▸ **Task prompt**
Reproduce the records with every "rough mask" renamed to "coarse mask" and nothing else altered.
================
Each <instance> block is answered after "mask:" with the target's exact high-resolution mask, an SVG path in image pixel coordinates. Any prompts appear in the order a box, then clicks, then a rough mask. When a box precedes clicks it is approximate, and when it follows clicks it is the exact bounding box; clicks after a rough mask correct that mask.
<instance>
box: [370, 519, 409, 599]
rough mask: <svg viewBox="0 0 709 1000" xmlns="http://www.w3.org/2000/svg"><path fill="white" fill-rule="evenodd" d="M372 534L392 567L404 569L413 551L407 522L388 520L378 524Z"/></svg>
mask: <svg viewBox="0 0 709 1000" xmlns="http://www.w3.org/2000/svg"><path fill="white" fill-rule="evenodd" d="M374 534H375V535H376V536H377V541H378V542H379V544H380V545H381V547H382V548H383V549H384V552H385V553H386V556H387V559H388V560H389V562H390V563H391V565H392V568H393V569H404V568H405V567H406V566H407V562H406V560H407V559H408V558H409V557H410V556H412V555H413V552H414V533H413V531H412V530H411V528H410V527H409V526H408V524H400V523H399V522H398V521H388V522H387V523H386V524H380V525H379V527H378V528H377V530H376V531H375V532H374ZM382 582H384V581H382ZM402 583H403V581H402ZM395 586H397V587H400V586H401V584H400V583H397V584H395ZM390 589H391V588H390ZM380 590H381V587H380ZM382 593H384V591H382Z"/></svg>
================
▸ **Problem solution**
Each <instance> block is answered after "mask:" with the target's exact high-resolution mask, an SVG path in image pixel coordinates. Any prompts appear in the order a box, then clicks, then a coarse mask. When a box precedes clicks it is approximate, and when it follows clicks it is the exact bounding box; clicks after a coarse mask correct that mask.
<instance>
box: [370, 519, 409, 599]
coarse mask: <svg viewBox="0 0 709 1000" xmlns="http://www.w3.org/2000/svg"><path fill="white" fill-rule="evenodd" d="M372 534L392 567L404 569L413 551L407 522L388 520L378 524Z"/></svg>
mask: <svg viewBox="0 0 709 1000" xmlns="http://www.w3.org/2000/svg"><path fill="white" fill-rule="evenodd" d="M374 534H375V535H376V536H377V541H378V542H379V544H380V545H381V547H382V548H383V549H384V552H385V553H386V556H387V559H388V560H389V562H390V563H391V565H392V568H393V569H404V568H405V567H406V566H407V562H406V560H407V559H408V558H409V557H410V556H412V555H413V552H414V533H413V531H412V530H411V528H410V527H409V526H408V524H400V523H399V522H398V521H388V522H387V523H386V524H380V525H379V527H378V528H377V530H376V531H375V532H374ZM382 582H384V581H382ZM402 583H403V581H402ZM395 586H397V587H400V586H401V584H400V583H397V584H395ZM390 589H391V588H390ZM380 590H381V587H380ZM382 593H384V591H382Z"/></svg>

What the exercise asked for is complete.